**Passage**
● ● ●
By Michael P. Brill

On January 8, 2021, the U.S. Department of the Treasury’s Office of Foreign Assets Control announced sanctions against Iraqi Popular Mobilization Forces (PMF) Chairman Falih al-Fayyadh. An Iraqi politician who has demonstrated a proclivity for political survival, Fayyadh amassed considerable power in the state’s security services and paramilitary forces over the past decade. The Treasury measure designated Fayyadh for “his connection to serious human rights abuse,” and most directly addressed his role in the violent repression of Iraqi protests beginning in October 2019.

During the protests, Iranian-backed elements of the PMF attacked Iraqi civilians protesting government corruption, the lack of public services, economic stagnation, unemployment, and Iranian interference in Iraq. The Iranian-backed militias, together with members of the Iraqi security forces controlled by Fayyadh, used live ammunition, along with smoke and tear gas grenades at close range, to deadly effect against unarmed protestors. At the same time in Iran, security forces killed hundreds who protested the rising price of gasoline. During the crackdown in Iraq, cells from Fayyadh’s National Security Service transported masked gunmen through police checkpoints in order to bring them to firing positions against protestors. The same cells also kidnapped protestors from the city streets of Baghdad, Basra, and across southern Iraq, bringing them to upscale villas in Baghdad’s Dora district, where they handed them over to militias that subsequently tortured and killed them.

As the Treasury statement noted, “Al-Fayyadh was part of a crisis cell comprised primarily of Popular Mobilization Forces (PMF) militia leaders formed in late 2019 to suppress the Iraqi protests with the support of Iran’s Islamic Revolutionary Guards Corps-Qods Force (IRGC-QF).” Amnesty International and Human Rights Watch documented the killing of at least 600 protestors and the wounding of thousands, along with the detention and abuse of hundreds more. Then-U.S. Treasury Secretary Steven T. Mnuchin explained, “By directing and supervising the murder of peaceful Iraqi demonstrators, Iran-aligned militants and politicians such as Falih al-Fayyadh have been waging a violent campaign against Iraqi democracy and civil society.”
● ● ●
**Information**
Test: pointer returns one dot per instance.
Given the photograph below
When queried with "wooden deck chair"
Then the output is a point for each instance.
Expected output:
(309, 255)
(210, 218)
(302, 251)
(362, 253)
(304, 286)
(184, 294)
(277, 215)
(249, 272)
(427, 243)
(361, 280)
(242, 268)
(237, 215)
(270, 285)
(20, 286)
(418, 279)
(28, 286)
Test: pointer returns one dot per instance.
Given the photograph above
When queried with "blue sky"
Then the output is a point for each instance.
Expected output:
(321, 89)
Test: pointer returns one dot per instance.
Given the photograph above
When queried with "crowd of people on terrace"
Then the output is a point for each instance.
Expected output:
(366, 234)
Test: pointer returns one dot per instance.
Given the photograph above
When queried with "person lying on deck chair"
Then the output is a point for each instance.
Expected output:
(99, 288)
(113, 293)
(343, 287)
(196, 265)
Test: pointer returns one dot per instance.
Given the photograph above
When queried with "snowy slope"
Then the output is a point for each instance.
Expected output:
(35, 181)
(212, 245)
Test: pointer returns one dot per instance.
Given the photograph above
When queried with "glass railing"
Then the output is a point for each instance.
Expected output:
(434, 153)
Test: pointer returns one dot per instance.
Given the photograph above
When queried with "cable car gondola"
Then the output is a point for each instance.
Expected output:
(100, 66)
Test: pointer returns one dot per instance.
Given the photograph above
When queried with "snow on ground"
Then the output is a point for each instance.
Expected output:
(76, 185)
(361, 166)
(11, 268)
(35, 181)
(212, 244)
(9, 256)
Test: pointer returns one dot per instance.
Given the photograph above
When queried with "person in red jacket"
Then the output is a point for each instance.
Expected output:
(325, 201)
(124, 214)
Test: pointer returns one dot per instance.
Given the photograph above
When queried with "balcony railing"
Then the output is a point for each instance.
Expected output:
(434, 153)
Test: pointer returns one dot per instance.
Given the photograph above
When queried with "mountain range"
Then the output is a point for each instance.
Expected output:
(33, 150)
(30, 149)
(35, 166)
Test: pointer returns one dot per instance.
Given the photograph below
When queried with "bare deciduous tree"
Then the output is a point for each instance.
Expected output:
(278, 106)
● ● ●
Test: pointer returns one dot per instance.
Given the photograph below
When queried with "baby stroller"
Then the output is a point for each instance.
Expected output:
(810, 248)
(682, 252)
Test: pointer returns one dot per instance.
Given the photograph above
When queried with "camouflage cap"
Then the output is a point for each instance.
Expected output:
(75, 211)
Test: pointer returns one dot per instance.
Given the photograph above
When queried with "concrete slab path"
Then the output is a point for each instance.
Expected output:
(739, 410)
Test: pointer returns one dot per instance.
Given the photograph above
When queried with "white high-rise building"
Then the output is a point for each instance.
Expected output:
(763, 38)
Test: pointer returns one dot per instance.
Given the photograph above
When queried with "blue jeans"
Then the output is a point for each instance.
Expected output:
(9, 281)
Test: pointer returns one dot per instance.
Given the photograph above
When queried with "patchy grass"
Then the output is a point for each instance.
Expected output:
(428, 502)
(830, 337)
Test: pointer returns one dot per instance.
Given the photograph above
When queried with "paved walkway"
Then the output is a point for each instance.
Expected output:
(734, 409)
● ● ●
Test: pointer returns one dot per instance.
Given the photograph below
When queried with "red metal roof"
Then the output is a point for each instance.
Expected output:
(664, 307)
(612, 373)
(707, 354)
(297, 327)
● ● ●
Reproduce the text on the sanctions against Falih al-Fayyadh word for word, from "On January 8, 2021, the" to "in October 2019.".

On January 8, 2021, the U.S. Department of the Treasury’s Office of Foreign Assets Control announced sanctions against Iraqi Popular Mobilization Forces (PMF) Chairman Falih al-Fayyadh. An Iraqi politician who has demonstrated a proclivity for political survival, Fayyadh amassed considerable power in the state’s security services and paramilitary forces over the past decade. The Treasury measure designated Fayyadh for “his connection to serious human rights abuse,” and most directly addressed his role in the violent repression of Iraqi protests beginning in October 2019.